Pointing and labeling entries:
# # # #
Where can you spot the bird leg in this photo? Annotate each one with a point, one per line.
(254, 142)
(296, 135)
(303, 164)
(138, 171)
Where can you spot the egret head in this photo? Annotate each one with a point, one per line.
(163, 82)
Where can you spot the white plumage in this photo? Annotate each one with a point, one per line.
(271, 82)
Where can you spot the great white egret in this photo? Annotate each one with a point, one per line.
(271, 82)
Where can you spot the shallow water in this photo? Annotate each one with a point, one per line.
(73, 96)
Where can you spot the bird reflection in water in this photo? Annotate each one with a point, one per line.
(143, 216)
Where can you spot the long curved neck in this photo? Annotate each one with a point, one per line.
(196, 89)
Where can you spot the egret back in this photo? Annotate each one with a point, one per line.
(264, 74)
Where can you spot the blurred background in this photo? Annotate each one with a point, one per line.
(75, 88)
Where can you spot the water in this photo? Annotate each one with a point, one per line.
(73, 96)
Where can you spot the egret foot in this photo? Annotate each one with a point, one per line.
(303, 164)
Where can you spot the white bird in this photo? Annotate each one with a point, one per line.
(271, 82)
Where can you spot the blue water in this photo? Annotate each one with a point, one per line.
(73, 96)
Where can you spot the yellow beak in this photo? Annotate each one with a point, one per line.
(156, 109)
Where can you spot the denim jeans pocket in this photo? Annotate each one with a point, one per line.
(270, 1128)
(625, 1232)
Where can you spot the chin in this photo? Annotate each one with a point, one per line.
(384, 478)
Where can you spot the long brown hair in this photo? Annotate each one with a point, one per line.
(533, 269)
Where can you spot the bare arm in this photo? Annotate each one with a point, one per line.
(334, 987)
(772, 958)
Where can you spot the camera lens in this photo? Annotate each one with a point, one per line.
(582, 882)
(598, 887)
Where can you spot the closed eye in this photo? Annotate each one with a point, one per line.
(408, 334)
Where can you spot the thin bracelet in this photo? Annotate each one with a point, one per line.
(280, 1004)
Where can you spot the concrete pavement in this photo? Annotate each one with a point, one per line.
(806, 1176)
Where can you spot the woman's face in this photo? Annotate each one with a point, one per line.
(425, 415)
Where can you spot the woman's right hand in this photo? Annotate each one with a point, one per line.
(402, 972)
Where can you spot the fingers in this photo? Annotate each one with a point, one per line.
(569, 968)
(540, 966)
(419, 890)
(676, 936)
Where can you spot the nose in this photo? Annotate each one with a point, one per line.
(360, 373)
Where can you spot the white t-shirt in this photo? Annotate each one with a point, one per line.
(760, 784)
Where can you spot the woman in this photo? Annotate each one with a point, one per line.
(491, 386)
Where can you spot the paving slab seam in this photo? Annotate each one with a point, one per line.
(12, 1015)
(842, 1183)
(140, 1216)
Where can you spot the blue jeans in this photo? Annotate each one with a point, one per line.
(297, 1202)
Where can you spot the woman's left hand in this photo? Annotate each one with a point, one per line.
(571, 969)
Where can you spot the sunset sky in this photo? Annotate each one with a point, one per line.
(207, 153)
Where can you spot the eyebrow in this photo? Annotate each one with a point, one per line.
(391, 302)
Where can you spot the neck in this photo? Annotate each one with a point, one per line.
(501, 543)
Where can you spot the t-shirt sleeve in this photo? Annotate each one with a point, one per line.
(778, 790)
# # # #
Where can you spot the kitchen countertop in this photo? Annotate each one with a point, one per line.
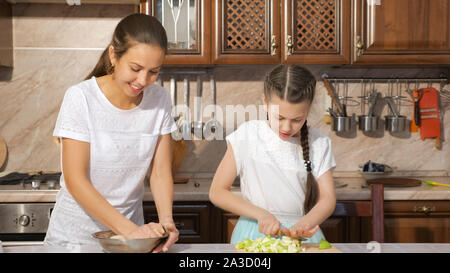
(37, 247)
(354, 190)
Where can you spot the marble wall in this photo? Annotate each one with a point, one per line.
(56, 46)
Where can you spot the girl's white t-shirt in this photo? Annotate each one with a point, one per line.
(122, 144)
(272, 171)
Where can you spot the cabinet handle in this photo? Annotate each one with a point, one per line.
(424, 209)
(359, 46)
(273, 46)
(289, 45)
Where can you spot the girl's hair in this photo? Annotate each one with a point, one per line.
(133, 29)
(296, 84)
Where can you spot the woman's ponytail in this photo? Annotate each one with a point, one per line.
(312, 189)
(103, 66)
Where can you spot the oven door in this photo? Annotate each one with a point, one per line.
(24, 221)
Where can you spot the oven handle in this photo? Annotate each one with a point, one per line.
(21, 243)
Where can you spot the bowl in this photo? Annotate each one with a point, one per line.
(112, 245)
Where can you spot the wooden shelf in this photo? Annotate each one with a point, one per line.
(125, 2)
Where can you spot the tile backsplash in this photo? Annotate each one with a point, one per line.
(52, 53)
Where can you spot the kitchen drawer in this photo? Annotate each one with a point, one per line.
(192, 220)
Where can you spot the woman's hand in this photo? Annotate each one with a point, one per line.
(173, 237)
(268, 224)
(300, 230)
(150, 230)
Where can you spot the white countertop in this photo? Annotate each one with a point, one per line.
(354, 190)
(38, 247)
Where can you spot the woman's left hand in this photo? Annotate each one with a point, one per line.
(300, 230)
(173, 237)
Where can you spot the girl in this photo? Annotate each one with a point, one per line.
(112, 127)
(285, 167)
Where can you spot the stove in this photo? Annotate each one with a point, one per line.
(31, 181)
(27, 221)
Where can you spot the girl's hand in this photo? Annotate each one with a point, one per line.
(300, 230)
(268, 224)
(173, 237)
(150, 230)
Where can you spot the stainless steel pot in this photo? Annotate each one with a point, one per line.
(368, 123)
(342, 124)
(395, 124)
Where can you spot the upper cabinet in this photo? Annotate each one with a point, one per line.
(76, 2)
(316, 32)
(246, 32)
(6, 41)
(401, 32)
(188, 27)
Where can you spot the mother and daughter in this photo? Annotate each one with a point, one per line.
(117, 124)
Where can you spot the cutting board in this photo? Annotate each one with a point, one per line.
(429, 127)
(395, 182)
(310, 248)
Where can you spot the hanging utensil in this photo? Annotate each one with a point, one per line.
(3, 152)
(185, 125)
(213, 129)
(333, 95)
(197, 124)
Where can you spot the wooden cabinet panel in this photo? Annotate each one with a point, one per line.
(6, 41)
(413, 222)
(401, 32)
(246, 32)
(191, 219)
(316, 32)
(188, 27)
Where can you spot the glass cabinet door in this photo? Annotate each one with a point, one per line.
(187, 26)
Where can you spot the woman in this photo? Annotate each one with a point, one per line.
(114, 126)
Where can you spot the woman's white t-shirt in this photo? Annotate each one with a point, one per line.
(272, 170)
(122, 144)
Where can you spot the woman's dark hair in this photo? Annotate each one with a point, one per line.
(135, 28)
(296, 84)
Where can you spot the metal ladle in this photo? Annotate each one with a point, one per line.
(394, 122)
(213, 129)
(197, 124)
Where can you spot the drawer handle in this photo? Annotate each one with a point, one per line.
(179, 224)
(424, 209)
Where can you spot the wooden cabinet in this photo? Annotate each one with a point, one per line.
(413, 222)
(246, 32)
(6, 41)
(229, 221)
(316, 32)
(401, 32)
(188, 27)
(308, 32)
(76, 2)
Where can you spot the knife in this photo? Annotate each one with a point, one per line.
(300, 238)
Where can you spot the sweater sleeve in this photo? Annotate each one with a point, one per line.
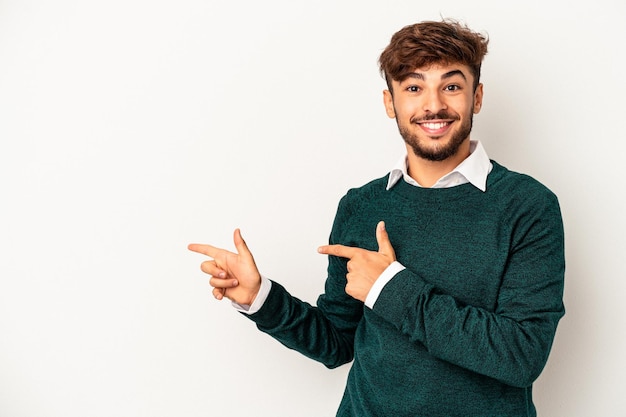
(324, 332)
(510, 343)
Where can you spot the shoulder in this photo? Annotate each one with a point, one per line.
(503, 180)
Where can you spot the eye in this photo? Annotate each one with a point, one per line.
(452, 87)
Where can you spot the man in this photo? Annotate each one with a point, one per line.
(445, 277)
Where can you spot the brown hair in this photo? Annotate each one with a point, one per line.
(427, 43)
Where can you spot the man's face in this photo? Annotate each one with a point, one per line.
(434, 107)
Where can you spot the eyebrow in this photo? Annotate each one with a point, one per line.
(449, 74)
# # # #
INSTRUCTIONS TO FOLLOW
Please rewrite the rows starting at the line containing "Where can you spot the egret foot" and ending at the line containing "(280, 1004)", replacing "closed eye" with "shut eye" and leaving everything else unchanged.

EXERCISE SOLUTION
Where can you spot the egret foot in this photo? Annotate each one with a point, one per line.
(303, 164)
Where can you spot the white bird in this photo? Annotate each one with a point, one per line.
(271, 82)
Where can you spot the blue water in this photo? Annotate each one with a point, one per line.
(73, 96)
Where can you spot the yellow beak in this photo? Annotate each one with a point, one per line.
(156, 109)
Where can you spot the denim jeans pocket in this photo? Annotate each one with a point, one per line.
(270, 1128)
(625, 1232)
Where can you spot the chin in this photo? Annotate each one with a point, one per line.
(384, 478)
Where can you spot the long brown hair in this photo? Annotate each one with a point, one per line.
(533, 269)
Where can you spot the bare arm in this photo? Annotate each one with a point, one per line.
(334, 987)
(772, 958)
Where can you spot the camera lens in this photo? Annotate each one with a point, one per line.
(582, 882)
(598, 887)
Where can you spot the shut eye in this photo? Annotate each one with a point, one per line.
(408, 334)
Where can you spot the thin bracelet in this photo? Annotate each one with a point, one per line.
(280, 1004)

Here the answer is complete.